## Given records
---
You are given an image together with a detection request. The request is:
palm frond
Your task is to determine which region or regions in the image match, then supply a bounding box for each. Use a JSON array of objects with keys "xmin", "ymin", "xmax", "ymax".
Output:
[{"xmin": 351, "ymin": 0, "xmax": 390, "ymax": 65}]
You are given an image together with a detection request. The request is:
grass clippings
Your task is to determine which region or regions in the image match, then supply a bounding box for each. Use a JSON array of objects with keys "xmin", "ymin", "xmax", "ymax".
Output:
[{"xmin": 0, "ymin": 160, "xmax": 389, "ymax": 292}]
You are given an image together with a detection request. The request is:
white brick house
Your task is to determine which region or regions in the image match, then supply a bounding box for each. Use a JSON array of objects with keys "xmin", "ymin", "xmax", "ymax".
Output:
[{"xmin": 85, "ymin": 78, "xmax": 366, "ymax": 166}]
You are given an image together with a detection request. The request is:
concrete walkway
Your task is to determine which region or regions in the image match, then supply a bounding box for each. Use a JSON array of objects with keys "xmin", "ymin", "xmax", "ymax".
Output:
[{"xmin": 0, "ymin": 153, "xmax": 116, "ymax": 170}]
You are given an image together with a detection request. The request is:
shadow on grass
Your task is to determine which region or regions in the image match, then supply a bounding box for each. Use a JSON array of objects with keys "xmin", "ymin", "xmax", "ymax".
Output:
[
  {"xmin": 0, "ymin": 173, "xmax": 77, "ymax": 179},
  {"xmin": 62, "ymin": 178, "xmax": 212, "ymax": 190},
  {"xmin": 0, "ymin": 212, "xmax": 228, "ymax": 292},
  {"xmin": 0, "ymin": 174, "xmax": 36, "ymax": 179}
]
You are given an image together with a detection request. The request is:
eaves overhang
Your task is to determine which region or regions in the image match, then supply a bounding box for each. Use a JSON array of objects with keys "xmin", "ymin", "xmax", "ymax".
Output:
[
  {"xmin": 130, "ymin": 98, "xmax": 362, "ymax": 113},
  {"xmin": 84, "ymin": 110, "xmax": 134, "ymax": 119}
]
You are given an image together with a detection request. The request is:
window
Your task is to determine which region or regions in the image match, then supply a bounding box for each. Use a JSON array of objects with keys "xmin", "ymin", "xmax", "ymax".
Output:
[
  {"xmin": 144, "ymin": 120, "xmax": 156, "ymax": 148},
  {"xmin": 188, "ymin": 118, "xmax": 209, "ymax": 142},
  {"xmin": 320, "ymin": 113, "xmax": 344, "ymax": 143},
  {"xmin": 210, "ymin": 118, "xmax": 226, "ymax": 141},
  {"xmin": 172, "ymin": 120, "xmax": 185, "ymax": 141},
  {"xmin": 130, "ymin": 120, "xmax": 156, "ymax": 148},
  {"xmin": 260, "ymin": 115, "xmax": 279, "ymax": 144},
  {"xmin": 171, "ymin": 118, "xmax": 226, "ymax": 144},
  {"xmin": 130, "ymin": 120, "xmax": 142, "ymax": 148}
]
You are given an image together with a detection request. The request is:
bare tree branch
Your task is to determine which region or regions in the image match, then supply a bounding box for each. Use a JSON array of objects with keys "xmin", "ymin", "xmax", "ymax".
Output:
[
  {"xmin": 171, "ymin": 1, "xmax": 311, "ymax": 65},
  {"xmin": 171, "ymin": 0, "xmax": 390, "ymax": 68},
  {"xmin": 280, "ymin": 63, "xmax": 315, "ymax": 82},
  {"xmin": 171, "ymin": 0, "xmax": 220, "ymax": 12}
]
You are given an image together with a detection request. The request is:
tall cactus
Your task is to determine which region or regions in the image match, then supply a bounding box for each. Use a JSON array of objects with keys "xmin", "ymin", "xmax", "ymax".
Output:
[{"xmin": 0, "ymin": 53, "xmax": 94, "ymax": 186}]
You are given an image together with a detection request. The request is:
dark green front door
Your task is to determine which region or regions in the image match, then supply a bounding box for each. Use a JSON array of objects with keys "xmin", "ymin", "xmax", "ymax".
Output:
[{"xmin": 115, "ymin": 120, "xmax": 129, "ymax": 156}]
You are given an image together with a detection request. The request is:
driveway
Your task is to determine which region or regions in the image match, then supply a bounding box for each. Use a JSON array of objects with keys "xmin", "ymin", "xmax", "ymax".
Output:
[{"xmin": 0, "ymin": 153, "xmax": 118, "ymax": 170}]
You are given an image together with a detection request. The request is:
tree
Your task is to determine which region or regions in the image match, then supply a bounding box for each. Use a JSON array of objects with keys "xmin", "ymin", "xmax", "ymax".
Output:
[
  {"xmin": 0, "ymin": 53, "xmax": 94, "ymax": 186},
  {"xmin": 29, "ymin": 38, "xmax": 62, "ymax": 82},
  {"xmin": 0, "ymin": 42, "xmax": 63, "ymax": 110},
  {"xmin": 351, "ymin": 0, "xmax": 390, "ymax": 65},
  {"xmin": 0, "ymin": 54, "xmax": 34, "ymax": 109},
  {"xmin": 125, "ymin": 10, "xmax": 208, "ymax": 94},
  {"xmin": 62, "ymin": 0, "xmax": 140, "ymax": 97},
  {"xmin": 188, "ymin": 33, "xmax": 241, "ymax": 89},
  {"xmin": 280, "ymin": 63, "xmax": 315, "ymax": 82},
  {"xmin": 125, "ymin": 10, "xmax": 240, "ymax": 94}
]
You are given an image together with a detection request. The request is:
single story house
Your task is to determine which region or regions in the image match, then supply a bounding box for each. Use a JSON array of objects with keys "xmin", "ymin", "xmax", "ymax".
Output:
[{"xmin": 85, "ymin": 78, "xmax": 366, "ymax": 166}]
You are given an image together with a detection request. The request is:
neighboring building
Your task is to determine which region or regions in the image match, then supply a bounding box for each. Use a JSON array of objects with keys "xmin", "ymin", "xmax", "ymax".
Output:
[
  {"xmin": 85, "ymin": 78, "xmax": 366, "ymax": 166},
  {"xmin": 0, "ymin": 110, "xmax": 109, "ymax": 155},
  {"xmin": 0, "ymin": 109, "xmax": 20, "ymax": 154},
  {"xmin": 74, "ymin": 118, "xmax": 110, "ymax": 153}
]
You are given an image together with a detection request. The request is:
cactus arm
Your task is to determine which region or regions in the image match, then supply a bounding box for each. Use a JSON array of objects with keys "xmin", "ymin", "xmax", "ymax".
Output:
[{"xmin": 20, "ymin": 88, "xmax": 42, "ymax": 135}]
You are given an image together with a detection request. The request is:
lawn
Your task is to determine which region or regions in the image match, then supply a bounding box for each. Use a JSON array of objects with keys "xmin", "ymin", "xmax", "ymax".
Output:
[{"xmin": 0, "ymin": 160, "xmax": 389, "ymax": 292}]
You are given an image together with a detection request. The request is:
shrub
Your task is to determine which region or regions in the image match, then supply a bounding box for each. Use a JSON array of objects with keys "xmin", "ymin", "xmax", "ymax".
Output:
---
## Work instructions
In the entries above, some lines hold the string "house". Copy each of them.

## Exercise result
white brick house
single story house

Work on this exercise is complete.